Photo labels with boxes
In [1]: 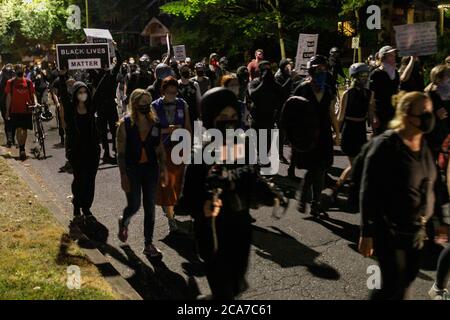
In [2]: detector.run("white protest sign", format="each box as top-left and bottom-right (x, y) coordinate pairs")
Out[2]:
(83, 28), (116, 58)
(394, 21), (437, 57)
(295, 33), (319, 76)
(352, 37), (359, 49)
(173, 45), (186, 61)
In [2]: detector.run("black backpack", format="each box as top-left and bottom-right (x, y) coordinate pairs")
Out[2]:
(281, 96), (320, 152)
(347, 130), (394, 211)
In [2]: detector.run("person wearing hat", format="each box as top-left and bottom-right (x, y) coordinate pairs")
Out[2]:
(330, 63), (374, 208)
(206, 53), (223, 88)
(247, 49), (264, 80)
(328, 47), (346, 95)
(58, 69), (100, 224)
(147, 63), (175, 101)
(370, 46), (400, 135)
(249, 61), (285, 166)
(183, 88), (279, 300)
(290, 55), (340, 216)
(191, 62), (211, 96)
(126, 54), (155, 97)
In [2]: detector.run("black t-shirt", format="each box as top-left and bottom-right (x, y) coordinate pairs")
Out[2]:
(361, 131), (437, 236)
(370, 69), (400, 121)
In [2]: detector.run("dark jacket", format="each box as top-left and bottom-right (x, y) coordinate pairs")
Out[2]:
(58, 75), (100, 161)
(360, 130), (437, 237)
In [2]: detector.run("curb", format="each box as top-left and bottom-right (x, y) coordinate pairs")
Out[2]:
(0, 146), (143, 300)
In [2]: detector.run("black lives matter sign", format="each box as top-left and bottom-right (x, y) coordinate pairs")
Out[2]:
(56, 43), (110, 70)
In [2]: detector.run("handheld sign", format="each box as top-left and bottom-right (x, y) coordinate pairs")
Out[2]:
(83, 28), (116, 58)
(173, 45), (186, 61)
(394, 21), (437, 57)
(56, 43), (110, 70)
(295, 33), (319, 75)
(352, 37), (359, 49)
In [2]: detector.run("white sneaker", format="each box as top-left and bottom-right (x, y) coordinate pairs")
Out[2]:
(428, 283), (450, 300)
(167, 218), (179, 233)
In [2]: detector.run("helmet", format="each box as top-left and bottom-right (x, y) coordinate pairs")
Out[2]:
(330, 47), (341, 54)
(195, 62), (206, 70)
(348, 62), (370, 77)
(155, 63), (174, 80)
(306, 54), (328, 75)
(139, 54), (150, 62)
(41, 107), (53, 122)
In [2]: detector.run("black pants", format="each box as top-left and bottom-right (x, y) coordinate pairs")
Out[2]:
(300, 168), (326, 206)
(97, 105), (119, 155)
(70, 152), (100, 210)
(194, 212), (252, 300)
(371, 231), (422, 300)
(436, 246), (450, 289)
(1, 106), (16, 144)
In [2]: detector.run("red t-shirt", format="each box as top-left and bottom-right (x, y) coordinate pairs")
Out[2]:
(5, 78), (34, 113)
(247, 59), (259, 80)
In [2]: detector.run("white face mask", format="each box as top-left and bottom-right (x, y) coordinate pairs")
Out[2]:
(77, 93), (88, 102)
(437, 79), (450, 101)
(382, 63), (395, 80)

EXERCISE OBJECTIVE:
Lay out the entries from their first line through the line containing "(347, 130), (394, 211)" as a JSON list of strings, one string per line, with blank lines left out. Leave the pictures out of the list.

TASK SOLUTION:
[
  "In [1]: ",
  "In [2]: detector.run(\"white protest sign\", format=\"each box as top-left and bottom-right (x, y) coordinate pairs\")",
  "Out[2]:",
  "(83, 28), (116, 58)",
  "(394, 21), (437, 57)",
  "(295, 33), (319, 76)",
  "(352, 37), (359, 49)",
  "(173, 45), (186, 61)",
  "In [2]: detector.run(\"black backpack\", format=\"each box as top-left and bottom-right (x, y) coordinate pairs\")",
  "Out[2]:",
  "(281, 96), (320, 152)",
  "(347, 130), (394, 211)"
]